Dataset excerpts
● ● ● ● ● ● ●
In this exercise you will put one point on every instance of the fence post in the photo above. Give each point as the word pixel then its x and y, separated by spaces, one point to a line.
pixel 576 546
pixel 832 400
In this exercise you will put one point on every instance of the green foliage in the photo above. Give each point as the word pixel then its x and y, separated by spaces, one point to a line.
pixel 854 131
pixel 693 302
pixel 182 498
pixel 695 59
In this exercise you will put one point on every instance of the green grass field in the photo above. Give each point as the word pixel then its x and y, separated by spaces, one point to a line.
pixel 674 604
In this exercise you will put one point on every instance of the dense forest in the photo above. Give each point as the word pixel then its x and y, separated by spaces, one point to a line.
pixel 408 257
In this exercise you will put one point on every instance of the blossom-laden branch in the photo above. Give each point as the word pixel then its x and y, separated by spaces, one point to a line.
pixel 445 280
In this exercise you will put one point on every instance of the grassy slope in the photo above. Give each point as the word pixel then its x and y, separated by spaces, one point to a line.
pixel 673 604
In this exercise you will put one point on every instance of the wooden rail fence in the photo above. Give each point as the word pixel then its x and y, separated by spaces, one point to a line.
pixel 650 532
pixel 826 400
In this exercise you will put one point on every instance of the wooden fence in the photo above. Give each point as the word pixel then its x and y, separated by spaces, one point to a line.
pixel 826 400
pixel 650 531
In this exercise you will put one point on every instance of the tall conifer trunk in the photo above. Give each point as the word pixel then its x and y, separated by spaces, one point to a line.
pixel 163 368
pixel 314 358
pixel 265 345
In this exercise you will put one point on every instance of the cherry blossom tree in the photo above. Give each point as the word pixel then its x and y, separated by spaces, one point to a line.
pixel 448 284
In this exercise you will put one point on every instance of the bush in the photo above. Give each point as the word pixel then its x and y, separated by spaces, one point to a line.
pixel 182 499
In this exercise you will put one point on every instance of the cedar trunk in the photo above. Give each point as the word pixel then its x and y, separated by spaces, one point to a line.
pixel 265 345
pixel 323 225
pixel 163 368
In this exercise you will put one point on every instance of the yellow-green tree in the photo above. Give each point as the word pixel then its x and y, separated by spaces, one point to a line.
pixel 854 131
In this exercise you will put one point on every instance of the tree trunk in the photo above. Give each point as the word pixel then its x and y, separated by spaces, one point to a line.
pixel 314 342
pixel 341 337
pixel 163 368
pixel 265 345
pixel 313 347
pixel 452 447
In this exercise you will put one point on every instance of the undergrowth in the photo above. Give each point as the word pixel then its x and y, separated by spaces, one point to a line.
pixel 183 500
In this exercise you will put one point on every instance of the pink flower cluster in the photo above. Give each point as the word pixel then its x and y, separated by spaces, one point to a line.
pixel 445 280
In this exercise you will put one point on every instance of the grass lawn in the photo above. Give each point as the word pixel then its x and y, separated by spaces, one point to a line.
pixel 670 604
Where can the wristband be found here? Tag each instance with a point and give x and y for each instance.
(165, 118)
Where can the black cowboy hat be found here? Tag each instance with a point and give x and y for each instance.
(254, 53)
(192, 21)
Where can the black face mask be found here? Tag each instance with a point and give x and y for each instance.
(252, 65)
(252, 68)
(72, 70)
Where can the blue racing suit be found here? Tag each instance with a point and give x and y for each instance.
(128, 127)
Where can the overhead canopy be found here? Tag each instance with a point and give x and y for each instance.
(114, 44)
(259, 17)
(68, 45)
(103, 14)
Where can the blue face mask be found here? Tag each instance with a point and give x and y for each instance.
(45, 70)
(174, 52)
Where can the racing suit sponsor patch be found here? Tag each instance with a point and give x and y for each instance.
● ● ● ● ● ● ●
Using the records above, copy exactly the lines from the one containing "Where can the blue racing" through the last, inclusive, and nothing else.

(OUTPUT OF THE TASK):
Where can the blue racing suit be found here? Tag each instance with a point and give x and y for each instance.
(128, 127)
Where can the overhead canopy be found here? Tag each instance with a point and give x and y for each instance.
(114, 44)
(259, 17)
(68, 45)
(103, 14)
Where can the blue face mask be found here? Tag each instance with a point and give x and y for each instance.
(45, 70)
(174, 52)
Where can the racing suit sponsor patch be found here? Tag each instance with a point and give x and y for each instance.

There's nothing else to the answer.